§ Instruction: In the lines running from "Could you kindly" through "Take one instance", substitute "pot handle" for "pan handle" and write out only those lines, with everything else left unchanged.

§ Supplied records:
==================================================

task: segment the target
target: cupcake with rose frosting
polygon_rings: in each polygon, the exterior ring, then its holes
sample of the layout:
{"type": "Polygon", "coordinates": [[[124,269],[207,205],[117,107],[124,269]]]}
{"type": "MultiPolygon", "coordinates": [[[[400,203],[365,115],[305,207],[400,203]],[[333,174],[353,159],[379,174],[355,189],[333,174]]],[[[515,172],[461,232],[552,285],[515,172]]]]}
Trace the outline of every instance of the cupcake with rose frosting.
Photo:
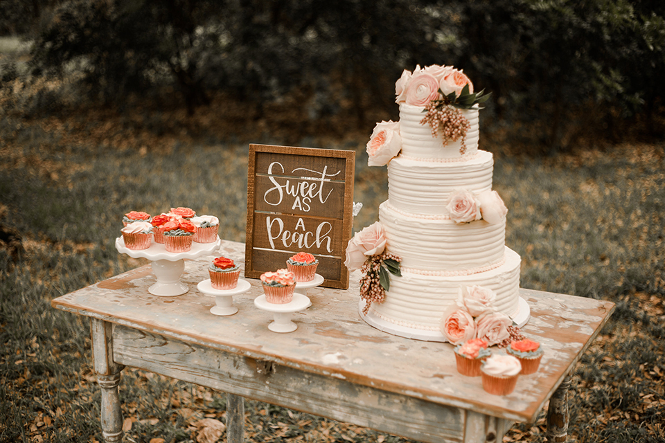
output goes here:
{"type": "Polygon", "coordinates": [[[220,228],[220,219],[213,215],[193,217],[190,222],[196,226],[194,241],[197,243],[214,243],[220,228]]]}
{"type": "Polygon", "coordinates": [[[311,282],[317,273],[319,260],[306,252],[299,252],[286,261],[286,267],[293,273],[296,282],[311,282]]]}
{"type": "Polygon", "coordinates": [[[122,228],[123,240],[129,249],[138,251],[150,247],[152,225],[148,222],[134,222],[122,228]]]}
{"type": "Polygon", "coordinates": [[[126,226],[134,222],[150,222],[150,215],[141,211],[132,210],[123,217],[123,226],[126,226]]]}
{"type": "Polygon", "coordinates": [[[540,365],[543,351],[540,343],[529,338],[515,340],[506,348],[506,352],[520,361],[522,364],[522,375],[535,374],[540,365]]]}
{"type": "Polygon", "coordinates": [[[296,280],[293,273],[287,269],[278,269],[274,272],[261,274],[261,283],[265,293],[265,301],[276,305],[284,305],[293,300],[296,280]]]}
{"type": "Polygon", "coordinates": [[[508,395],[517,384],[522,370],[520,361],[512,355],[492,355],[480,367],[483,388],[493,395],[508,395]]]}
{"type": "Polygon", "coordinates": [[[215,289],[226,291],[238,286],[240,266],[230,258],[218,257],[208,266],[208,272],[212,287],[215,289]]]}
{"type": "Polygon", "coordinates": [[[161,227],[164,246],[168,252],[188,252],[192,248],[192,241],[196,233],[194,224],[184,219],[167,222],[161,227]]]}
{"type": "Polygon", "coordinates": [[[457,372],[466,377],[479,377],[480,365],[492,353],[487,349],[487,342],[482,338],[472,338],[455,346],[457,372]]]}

==================================================

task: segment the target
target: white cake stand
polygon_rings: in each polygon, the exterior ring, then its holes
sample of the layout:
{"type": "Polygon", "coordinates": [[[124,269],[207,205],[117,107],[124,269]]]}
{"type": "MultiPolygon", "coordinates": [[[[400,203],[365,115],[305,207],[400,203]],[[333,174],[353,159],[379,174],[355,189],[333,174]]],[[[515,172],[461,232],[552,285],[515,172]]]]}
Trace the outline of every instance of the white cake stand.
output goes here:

==================================================

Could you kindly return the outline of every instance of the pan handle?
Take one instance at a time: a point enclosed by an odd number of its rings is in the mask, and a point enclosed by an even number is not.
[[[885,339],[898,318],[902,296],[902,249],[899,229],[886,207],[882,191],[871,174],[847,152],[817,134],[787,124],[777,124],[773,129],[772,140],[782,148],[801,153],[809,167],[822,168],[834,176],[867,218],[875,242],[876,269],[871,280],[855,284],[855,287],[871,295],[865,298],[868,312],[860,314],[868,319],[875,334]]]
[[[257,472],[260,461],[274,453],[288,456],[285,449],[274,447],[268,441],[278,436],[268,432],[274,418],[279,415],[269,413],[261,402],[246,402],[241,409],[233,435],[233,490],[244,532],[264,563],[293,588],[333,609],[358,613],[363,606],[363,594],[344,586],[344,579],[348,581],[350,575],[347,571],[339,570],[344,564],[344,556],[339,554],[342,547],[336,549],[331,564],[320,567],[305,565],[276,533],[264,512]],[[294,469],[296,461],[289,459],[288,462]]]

==================================================

§ Task result:
Could you kindly return the outline of every instance of the pot handle?
Take one instance at a time: a point enclosed by an odd number of its rings is in the mask, and a point enclosed by an even number is not.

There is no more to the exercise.